>>>>>
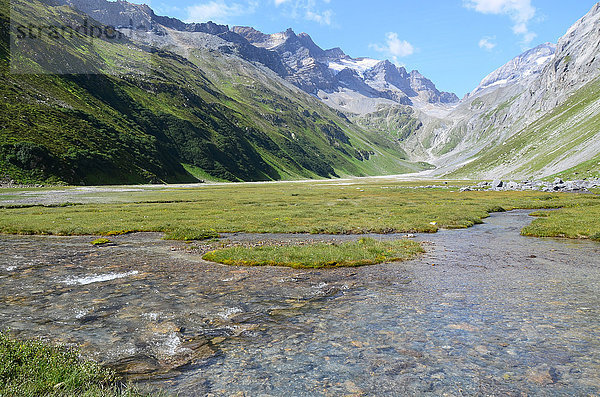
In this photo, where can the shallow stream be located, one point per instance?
(484, 312)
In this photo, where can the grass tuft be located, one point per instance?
(101, 241)
(34, 368)
(366, 251)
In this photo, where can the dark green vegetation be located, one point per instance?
(33, 368)
(146, 115)
(365, 251)
(315, 207)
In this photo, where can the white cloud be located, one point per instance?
(394, 47)
(311, 10)
(218, 11)
(521, 12)
(487, 43)
(324, 18)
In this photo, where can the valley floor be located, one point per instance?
(348, 206)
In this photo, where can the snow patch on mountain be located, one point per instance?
(359, 65)
(522, 68)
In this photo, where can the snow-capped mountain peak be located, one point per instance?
(359, 65)
(521, 68)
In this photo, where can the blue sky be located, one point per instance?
(455, 43)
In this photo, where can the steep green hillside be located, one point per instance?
(555, 142)
(148, 115)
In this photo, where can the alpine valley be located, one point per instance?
(159, 100)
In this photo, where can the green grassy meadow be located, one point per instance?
(363, 252)
(336, 207)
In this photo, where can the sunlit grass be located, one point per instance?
(365, 251)
(33, 368)
(363, 206)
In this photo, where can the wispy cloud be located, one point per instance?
(394, 47)
(521, 12)
(311, 10)
(487, 43)
(219, 11)
(324, 18)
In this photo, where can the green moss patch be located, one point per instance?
(33, 368)
(366, 251)
(101, 241)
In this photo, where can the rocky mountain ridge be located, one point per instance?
(529, 96)
(539, 123)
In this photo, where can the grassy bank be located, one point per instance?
(33, 368)
(317, 207)
(363, 252)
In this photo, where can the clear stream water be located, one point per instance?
(484, 312)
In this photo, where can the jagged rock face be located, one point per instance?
(317, 70)
(385, 74)
(426, 90)
(575, 63)
(520, 70)
(535, 113)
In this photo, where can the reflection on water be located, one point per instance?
(485, 311)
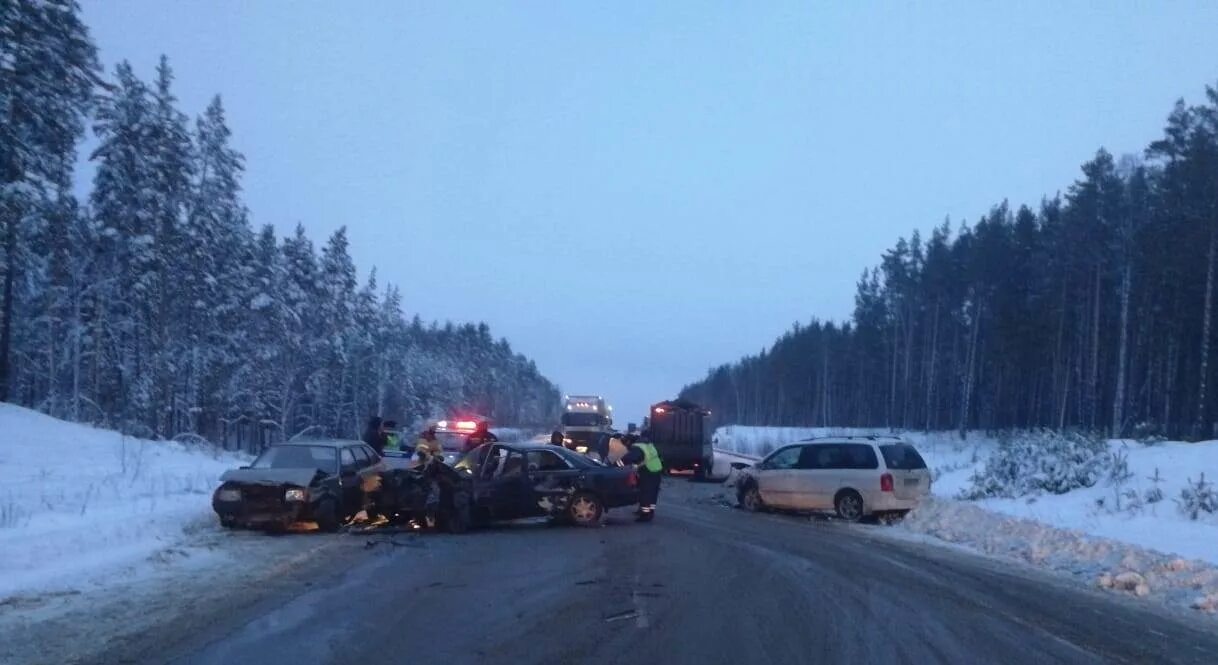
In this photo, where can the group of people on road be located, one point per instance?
(384, 435)
(629, 450)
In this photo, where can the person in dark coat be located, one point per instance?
(375, 434)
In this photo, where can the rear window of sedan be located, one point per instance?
(901, 457)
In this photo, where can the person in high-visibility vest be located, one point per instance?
(651, 469)
(392, 439)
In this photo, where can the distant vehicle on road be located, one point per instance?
(681, 432)
(508, 481)
(854, 476)
(322, 481)
(585, 418)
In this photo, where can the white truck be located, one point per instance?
(585, 418)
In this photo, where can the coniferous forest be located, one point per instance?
(1091, 309)
(154, 306)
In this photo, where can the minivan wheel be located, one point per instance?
(750, 498)
(849, 506)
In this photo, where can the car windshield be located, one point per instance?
(297, 457)
(901, 457)
(582, 419)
<<<<<
§ **EXERCISE PROMPT**: Could you output exactly the lines from the one containing "In this photo, where can the white truck" to the end of the entries above, both included, and no others?

§ **EXERCISE ANSWER**:
In this photo, where can the white truck be located, one point per instance?
(585, 418)
In this photo, where can the coniferous forest be located, one point per instance?
(1091, 309)
(154, 306)
In this photo, where can the minivan wheel be located, one point per instance?
(750, 498)
(849, 506)
In this photo, where can the car windshield be located, one point per instance?
(297, 457)
(901, 457)
(582, 419)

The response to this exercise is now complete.